WORK TO BE COMPLETED:
Although the records contain pictures, none belong in the copy: restate word for word only the lines from the one with "Target: green leaf" through the one with "Target: orange jacket", both included.

EXERCISE MATERIAL:
⁂

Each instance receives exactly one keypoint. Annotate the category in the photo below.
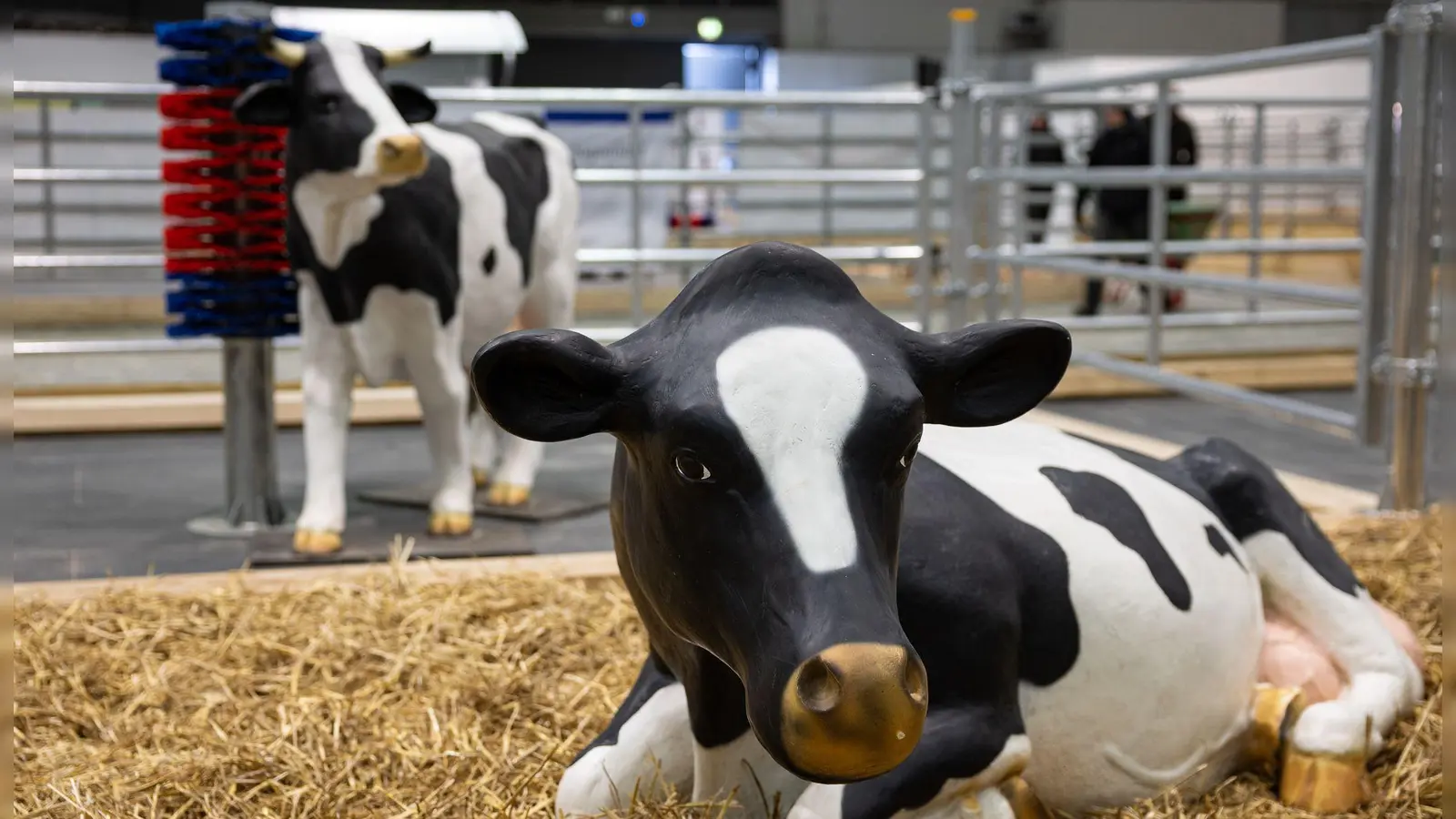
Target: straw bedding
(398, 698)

⁂

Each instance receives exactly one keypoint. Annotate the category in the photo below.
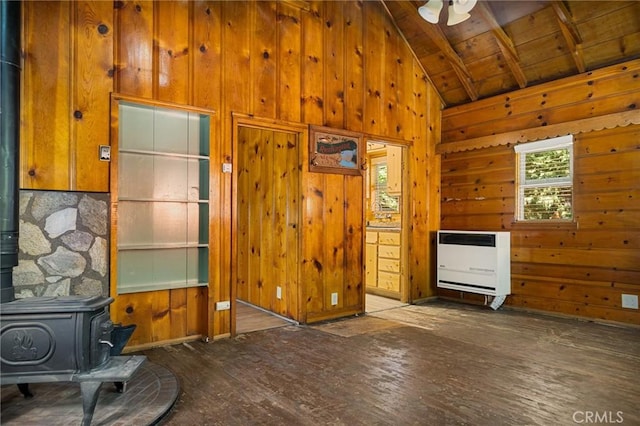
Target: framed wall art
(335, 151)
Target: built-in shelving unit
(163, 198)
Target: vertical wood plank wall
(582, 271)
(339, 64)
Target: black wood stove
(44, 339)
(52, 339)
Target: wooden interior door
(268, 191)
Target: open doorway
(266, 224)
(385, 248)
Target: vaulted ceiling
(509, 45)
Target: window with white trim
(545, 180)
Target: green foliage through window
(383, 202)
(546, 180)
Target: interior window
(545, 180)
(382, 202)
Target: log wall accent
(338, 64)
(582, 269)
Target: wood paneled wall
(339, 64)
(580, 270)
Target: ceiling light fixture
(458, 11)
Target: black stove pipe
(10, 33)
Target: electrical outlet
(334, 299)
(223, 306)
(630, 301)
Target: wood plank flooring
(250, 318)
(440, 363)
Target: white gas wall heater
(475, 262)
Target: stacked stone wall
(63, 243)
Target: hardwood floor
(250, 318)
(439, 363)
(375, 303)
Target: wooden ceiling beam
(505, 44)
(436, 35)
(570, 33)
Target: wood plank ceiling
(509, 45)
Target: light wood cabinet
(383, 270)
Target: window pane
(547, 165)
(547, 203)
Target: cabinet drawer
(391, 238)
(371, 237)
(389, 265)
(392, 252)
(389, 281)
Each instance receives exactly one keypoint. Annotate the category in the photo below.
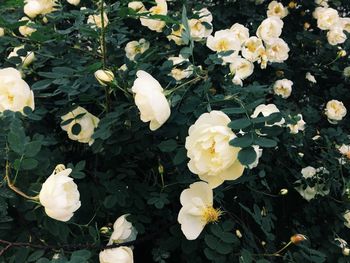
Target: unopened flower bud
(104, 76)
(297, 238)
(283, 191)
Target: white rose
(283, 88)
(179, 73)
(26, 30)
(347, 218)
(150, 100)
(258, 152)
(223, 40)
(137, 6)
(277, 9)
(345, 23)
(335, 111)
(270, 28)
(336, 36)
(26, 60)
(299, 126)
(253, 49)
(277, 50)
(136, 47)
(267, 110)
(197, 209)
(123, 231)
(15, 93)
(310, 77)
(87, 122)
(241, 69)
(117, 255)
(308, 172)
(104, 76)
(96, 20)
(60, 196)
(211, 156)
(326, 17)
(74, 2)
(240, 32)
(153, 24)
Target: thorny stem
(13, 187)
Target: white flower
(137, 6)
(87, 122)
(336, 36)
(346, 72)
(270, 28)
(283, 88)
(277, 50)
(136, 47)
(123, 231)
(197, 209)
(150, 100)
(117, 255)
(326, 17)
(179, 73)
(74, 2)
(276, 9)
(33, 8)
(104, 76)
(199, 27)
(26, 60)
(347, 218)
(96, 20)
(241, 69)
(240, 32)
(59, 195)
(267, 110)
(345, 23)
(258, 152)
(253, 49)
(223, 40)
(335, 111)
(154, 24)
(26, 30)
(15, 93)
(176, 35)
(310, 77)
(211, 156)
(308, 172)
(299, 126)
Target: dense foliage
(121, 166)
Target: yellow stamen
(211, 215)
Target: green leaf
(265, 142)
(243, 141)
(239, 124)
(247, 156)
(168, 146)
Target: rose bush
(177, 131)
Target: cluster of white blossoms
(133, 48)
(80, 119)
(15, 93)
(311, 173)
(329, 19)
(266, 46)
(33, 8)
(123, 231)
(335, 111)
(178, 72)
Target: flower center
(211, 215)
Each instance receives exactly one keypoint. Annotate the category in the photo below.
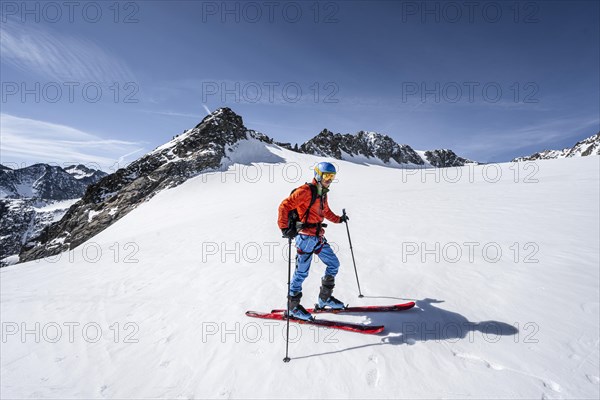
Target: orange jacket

⁂

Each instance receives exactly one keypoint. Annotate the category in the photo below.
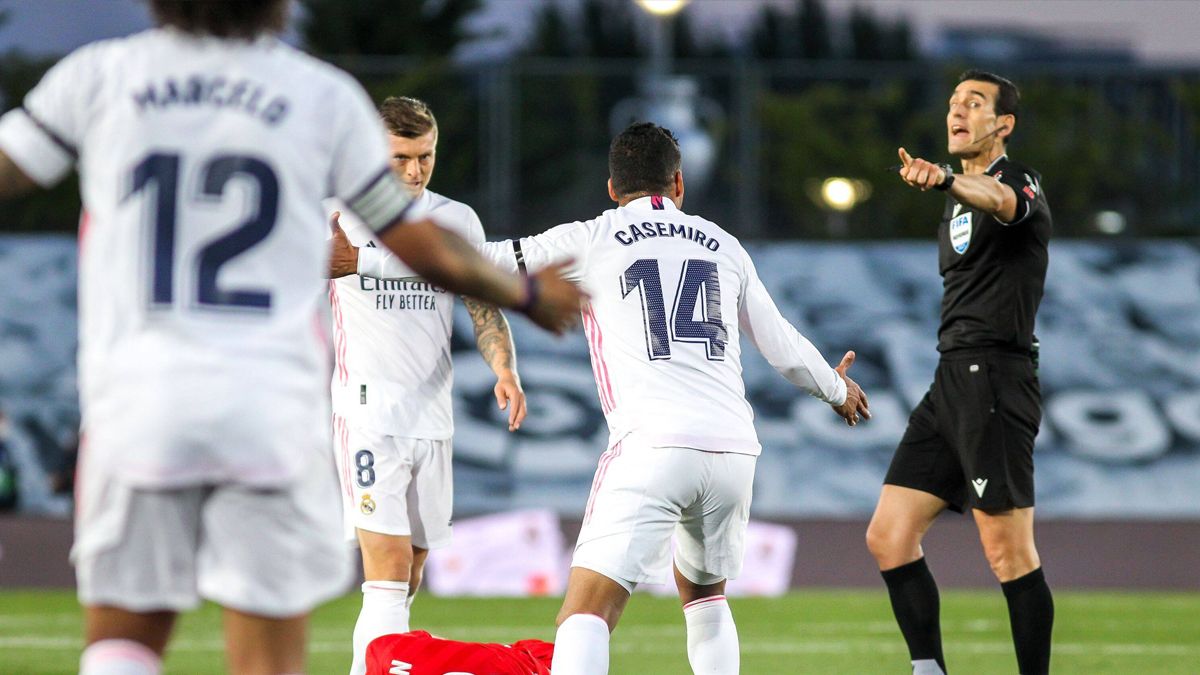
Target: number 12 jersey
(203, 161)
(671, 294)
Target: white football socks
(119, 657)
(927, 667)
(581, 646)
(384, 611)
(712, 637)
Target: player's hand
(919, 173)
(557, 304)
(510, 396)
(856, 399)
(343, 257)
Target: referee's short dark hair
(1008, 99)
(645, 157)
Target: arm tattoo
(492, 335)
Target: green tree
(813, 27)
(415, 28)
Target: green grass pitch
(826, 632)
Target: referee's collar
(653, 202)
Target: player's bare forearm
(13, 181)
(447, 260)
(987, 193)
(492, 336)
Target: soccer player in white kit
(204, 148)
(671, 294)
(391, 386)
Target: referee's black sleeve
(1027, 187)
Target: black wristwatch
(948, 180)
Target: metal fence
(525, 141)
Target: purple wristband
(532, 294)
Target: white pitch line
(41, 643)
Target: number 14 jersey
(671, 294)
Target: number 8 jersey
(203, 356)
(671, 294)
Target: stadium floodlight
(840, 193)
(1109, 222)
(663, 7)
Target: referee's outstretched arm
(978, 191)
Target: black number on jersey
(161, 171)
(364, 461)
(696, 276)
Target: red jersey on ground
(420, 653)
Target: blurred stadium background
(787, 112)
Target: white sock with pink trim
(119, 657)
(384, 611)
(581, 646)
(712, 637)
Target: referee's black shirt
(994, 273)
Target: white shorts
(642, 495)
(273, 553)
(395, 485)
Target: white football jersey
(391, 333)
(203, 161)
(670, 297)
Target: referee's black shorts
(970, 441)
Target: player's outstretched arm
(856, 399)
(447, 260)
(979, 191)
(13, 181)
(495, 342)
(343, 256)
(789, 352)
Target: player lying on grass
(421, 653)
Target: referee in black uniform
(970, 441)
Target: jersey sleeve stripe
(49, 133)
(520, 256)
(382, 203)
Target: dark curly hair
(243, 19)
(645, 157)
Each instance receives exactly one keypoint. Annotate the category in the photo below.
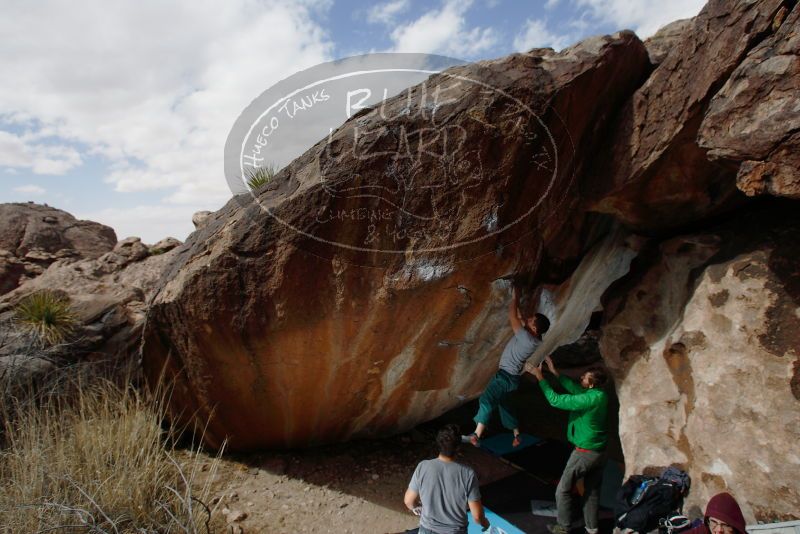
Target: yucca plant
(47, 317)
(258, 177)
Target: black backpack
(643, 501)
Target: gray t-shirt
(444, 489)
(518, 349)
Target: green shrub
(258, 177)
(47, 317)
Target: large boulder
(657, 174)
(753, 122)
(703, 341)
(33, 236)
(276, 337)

⁂

REPLY:
Target: green leaf
(265, 142)
(243, 141)
(239, 124)
(247, 156)
(168, 146)
Target: rose bush
(177, 131)
Target: cluster of white blossoms
(133, 48)
(80, 119)
(15, 93)
(311, 173)
(329, 19)
(266, 46)
(33, 8)
(123, 231)
(335, 111)
(178, 72)
Target: flower center
(211, 215)
Each instance receives exactly one keypoint. Annotate the category in the photo below.
Target: orange jacket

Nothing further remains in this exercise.